Work order » Without including any images, set down the records below exactly.

━━━━━ Material supplied ━━━━━

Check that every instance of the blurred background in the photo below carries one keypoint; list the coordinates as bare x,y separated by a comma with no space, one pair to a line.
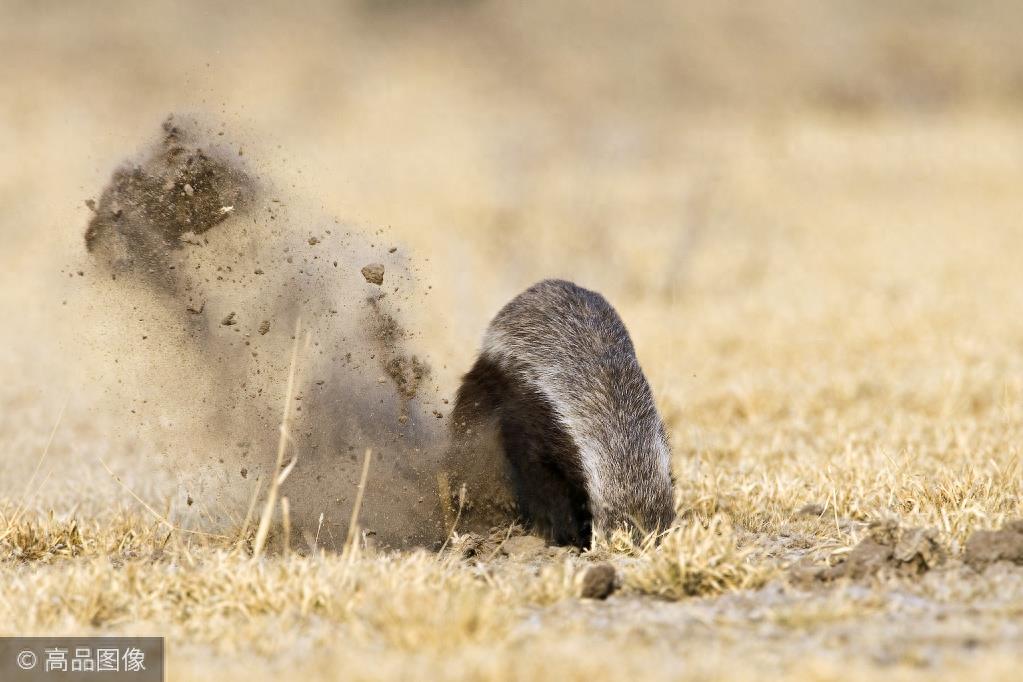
783,198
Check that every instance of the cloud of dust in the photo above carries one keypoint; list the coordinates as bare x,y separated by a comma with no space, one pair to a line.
207,278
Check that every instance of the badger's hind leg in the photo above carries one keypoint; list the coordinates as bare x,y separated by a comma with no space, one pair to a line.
545,469
514,456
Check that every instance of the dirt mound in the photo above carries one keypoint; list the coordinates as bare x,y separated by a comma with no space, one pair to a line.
214,279
888,547
986,547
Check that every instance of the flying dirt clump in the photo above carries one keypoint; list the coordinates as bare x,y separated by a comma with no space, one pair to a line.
224,276
373,273
986,547
148,208
887,547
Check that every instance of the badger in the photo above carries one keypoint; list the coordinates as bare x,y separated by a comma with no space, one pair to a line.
556,423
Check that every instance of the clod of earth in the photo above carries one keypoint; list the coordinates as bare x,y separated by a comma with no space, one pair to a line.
373,273
986,547
888,547
149,207
598,582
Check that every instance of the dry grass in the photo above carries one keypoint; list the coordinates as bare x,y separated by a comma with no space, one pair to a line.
810,227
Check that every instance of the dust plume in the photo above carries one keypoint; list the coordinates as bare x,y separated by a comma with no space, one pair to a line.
207,277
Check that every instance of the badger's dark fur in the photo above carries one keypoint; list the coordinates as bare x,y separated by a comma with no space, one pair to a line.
558,405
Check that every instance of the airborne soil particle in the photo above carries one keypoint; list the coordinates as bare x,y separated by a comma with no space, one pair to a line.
211,259
373,273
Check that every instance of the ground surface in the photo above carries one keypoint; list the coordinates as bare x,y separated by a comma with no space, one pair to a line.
810,226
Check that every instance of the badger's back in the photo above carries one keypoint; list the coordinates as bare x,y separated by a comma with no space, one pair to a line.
559,382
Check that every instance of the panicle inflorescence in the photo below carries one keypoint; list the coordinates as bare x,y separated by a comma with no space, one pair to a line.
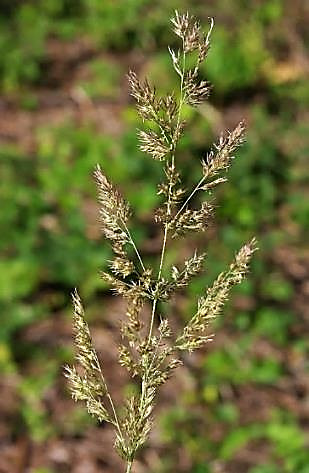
149,351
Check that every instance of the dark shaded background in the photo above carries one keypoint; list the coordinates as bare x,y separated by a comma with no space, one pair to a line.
240,406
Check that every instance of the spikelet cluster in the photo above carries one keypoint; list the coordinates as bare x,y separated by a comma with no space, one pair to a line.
149,351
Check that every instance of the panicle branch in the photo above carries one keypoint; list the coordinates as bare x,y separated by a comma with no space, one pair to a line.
210,306
91,386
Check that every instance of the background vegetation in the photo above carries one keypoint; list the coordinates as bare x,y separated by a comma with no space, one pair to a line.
244,403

━━━━━

Exercise answer »
Check that every instance of the blurred background in the photo below carries one keypoint; list the coordinates as bare x,y separated by a comma with no space, one pair to a line.
783,198
Check that every instance of the cloud of dust in the photo above carries one keypoint; list the coordinates as bare x,y separated by a comma with no space, one pair to a line.
207,278
Check that every instance of the badger's hind leg in the photo above carries one keypoint; list the coordinates as bare x,y separated by a comma with no space, one pair to a line.
545,469
514,456
Check that every instance of the dirt mound in the photo above carries one keypoint; list the coordinates as bare x,y separated by a comma with no space, one pair to a line.
214,279
888,547
986,547
Check that every instance of the flying dirt clump in the photo above carries one keypoint; list the coordinates as bare x,y separated by a comma with no space, one pair to a line.
224,276
373,273
986,547
148,208
887,547
Check that every instance of the badger in the photo above carries one keypoint; list the coordinates as bare x,y separated by a comma with no space, one pair to a line.
556,423
Check that every instance of the clod of earth in the photo above carries one keypoint; list the coordinates as bare x,y separated by a comma with no space, one pair to a line.
373,273
986,547
888,547
149,207
598,582
Check that every instance of the dry grass in the photo above carries one keypoint; list the coordinates as bare x,y separated by a comma with no space, one pair to a line.
810,227
Check that every instance of the dust plume in the photo above carries one keypoint; list the coordinates as bare x,y separated by a comma with no space, one pair to a line.
207,277
Check that every instance of the badger's dark fur in the photo above carries one keypoint; list the coordinates as bare x,y separated by a comma with no space, one pair to a line.
558,405
Check that every instance of the airborne soil particle in the photo above carries one keypoint; list the coordinates as bare x,y separated by a comma with no space, one pair to a line.
211,259
373,273
Check that every instance of the ground surface in the photo above carries one keypoint; list the coordinates as bare x,y separated by a comma with no space, one pair to a line.
810,226
Check that every instance of the badger's back in the photo above carries one keypoint; list the coordinates as bare x,y separated by a comma with no space, one pair to a line.
559,382
Check that every instance of the panicle inflorescence in the photo below carries one keypoint; list the coordinates as bare x,y separated by a comma with no space, one pair to a line.
149,351
Check that every instance of the dark shaded background in the photo above carries one keypoint; list the coordinates as bare x,y separated by a comma with no space, one pair to a line.
240,406
Check that every instance of the spikelet cluster in the photo above carries one keypoint; list the coordinates as bare x,y separated by a comma with no space, one pair to a line.
149,351
Check that every instance of the panicle branch in the photo above carries one keypoint; list the coordinates as bare x,y separated by a comma with no space, one pair to a line.
210,306
91,386
Check that every instance of the background vegetation in the photo above carries one keypoint; list the coordinates as bare x,y separated by a comma with no space, one pair to a line.
244,403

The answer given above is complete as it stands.